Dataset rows
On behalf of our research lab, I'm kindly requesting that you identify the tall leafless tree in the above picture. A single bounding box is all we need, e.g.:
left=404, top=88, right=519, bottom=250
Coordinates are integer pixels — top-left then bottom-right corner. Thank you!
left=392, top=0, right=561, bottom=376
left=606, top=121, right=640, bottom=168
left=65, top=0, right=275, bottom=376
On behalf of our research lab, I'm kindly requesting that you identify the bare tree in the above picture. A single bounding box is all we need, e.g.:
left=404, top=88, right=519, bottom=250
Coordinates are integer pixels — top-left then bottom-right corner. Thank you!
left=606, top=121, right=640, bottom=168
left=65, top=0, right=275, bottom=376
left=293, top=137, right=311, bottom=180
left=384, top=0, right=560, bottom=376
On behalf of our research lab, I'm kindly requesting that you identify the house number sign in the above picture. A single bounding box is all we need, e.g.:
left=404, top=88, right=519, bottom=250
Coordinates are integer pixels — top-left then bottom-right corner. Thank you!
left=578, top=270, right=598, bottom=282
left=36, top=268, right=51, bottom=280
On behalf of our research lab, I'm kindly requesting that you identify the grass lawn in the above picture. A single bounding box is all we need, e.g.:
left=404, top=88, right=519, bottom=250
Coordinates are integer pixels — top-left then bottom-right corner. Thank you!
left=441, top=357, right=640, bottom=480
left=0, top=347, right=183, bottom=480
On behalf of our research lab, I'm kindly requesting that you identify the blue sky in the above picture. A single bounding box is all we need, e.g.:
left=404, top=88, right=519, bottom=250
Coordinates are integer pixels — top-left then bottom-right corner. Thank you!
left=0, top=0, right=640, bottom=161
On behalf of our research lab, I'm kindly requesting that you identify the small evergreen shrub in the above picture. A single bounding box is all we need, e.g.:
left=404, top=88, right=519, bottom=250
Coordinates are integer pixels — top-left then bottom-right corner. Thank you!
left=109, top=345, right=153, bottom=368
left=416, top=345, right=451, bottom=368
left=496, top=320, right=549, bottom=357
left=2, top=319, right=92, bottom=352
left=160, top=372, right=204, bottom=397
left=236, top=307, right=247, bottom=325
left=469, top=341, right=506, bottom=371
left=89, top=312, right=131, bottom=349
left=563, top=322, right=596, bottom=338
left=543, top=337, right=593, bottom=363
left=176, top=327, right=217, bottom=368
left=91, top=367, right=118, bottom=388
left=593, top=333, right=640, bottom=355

> _Directive_:
Reproduce the records verbatim, starting at the very first line and ending after the line that contains "left=384, top=0, right=560, bottom=376".

> _Exercise response_:
On behalf of our research lab, I'm kindly requesting that you identify the tall leafless tree in the above picture. A single bounding box is all we need, e.g.:
left=404, top=88, right=519, bottom=250
Coordinates are integer pixels — top-left then bottom-right corner. Thank you!
left=392, top=0, right=561, bottom=376
left=606, top=121, right=640, bottom=168
left=65, top=0, right=275, bottom=376
On behalf of our research lab, I'm kindly requesting that you identify the bare tree in the above picture. A single bounding box is all we need, e.g.:
left=404, top=88, right=519, bottom=250
Coordinates are integer pixels — top-left then bottom-right corner. Thank you!
left=606, top=121, right=640, bottom=168
left=65, top=0, right=275, bottom=376
left=293, top=137, right=311, bottom=180
left=384, top=0, right=560, bottom=376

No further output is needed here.